DIRECTION: Count the lines in the entries below that contain the string "hijab", matching case exactly. Reply with the number only.

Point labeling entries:
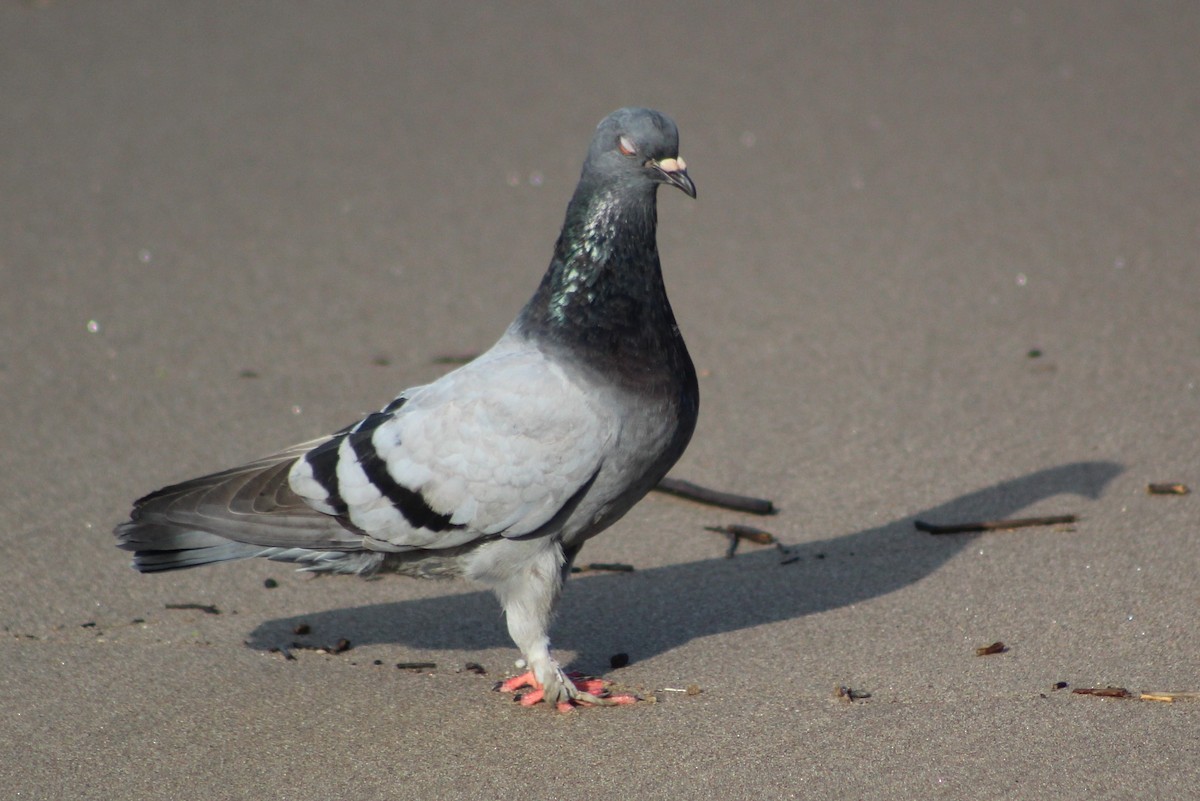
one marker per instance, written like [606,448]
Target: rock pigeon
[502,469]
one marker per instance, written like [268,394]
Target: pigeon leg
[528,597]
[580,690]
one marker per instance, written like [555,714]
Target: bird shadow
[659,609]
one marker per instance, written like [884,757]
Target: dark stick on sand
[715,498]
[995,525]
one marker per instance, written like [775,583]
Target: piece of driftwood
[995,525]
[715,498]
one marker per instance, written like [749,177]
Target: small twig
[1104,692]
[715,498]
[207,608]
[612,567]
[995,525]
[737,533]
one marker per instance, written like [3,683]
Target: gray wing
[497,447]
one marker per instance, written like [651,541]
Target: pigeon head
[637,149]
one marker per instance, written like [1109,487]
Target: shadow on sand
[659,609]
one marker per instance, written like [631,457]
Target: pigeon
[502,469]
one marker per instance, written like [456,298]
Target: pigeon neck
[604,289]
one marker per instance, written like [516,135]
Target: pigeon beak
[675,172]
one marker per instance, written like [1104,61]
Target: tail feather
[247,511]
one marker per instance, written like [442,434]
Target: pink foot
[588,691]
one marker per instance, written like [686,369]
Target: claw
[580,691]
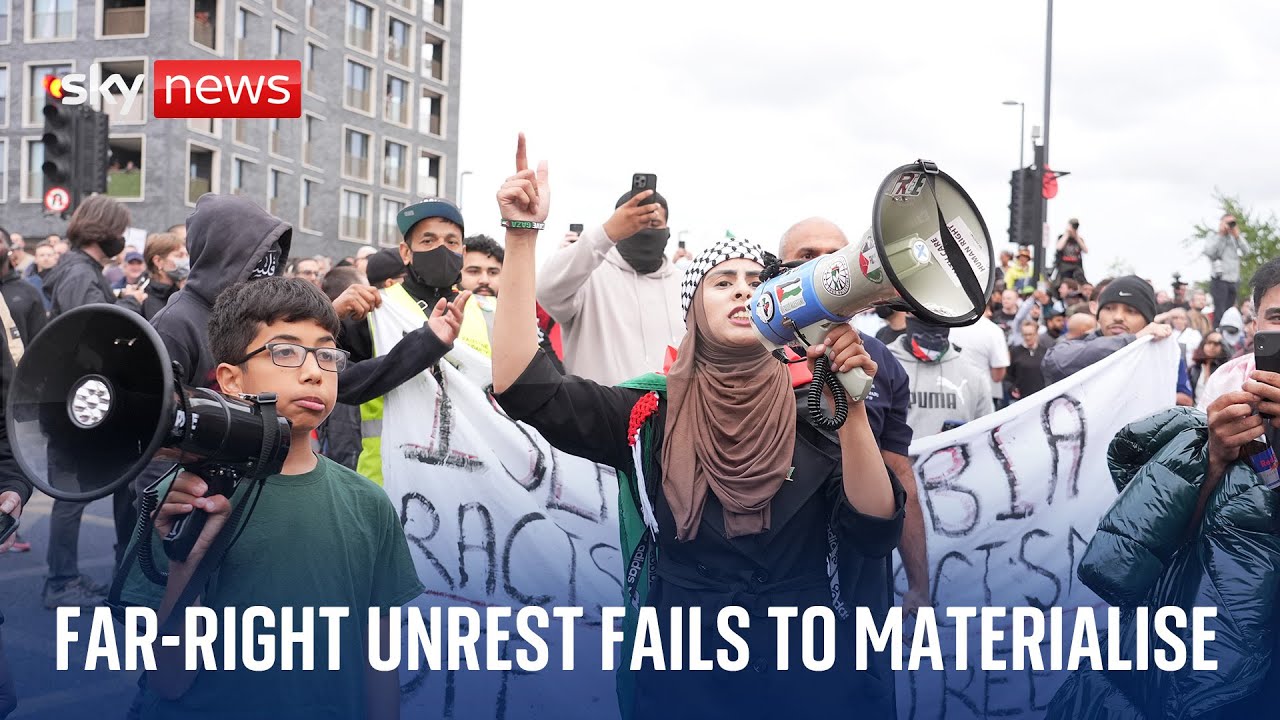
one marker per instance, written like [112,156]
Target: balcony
...
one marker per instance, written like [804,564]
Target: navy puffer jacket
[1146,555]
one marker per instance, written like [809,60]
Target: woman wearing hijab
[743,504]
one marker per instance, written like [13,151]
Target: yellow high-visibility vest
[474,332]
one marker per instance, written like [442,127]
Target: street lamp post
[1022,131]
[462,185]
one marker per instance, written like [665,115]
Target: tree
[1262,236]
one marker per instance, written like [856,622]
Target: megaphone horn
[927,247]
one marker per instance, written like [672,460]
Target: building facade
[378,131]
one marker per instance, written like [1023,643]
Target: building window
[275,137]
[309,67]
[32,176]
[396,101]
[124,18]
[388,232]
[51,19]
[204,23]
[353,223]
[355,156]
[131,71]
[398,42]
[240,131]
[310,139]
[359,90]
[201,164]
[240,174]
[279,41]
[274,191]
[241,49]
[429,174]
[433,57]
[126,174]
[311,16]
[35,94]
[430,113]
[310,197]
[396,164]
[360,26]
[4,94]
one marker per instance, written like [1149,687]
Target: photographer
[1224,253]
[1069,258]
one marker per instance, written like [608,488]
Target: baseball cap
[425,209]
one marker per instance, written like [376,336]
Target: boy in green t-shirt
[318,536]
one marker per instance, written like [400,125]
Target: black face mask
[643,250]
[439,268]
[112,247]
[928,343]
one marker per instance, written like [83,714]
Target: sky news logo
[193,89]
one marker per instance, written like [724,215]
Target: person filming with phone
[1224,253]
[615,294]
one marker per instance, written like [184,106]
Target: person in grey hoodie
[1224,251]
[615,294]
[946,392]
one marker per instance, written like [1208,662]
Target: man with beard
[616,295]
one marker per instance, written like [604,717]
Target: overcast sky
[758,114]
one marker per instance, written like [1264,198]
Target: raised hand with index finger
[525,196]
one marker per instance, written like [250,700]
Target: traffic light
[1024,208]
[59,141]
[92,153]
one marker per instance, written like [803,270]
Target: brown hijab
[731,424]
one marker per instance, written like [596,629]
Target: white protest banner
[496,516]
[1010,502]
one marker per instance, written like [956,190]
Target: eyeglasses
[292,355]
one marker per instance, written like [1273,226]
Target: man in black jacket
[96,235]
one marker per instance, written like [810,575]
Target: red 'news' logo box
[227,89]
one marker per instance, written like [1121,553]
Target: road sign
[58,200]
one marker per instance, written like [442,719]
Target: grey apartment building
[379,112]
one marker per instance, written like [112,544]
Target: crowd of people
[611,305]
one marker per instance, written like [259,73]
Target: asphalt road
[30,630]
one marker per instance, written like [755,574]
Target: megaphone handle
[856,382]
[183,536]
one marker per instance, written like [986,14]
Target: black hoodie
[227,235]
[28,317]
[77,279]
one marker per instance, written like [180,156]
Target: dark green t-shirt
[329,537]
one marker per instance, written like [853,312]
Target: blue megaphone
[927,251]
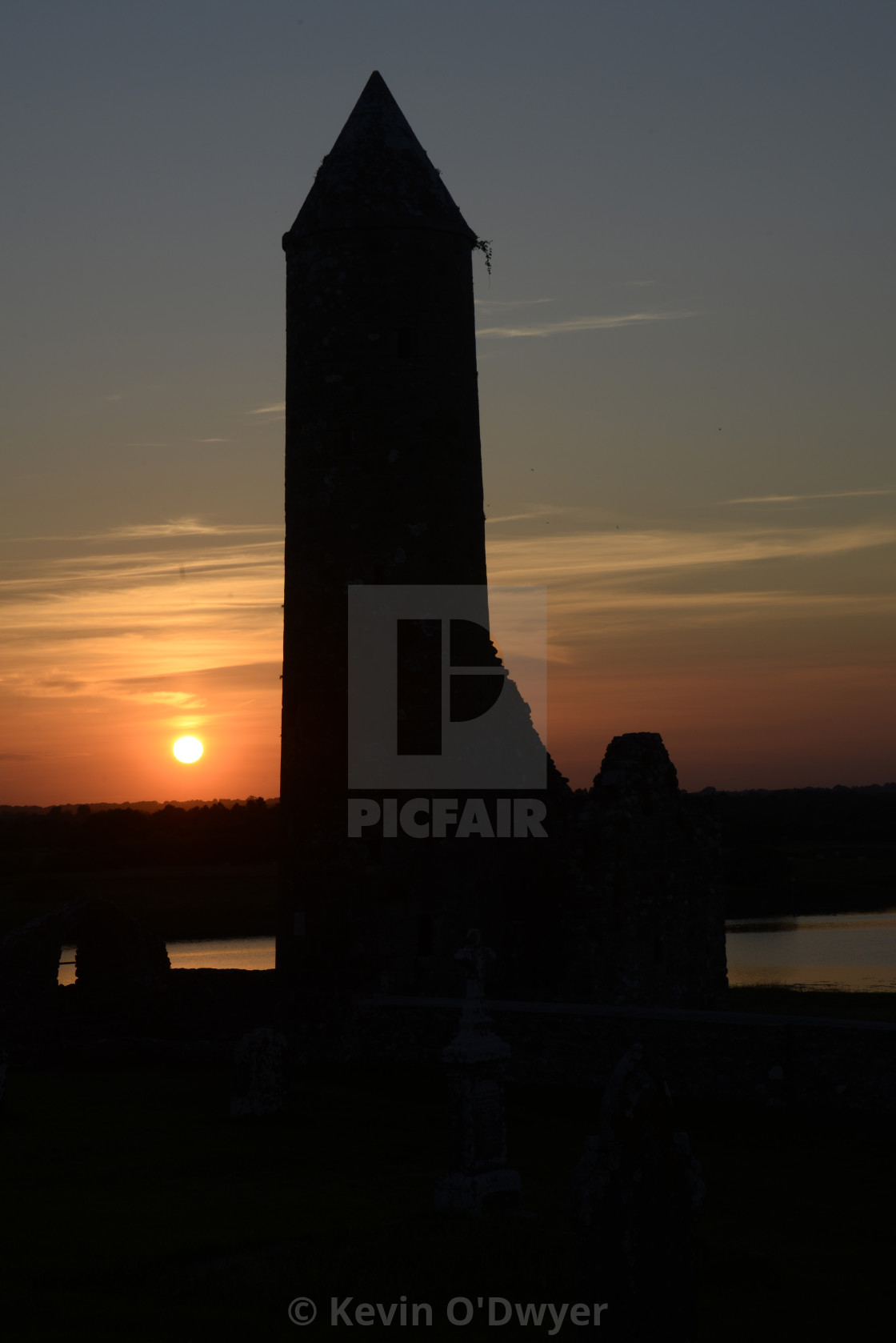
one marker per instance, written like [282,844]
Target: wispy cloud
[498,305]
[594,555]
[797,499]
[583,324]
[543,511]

RESULT OF THIS EXERCISE: 2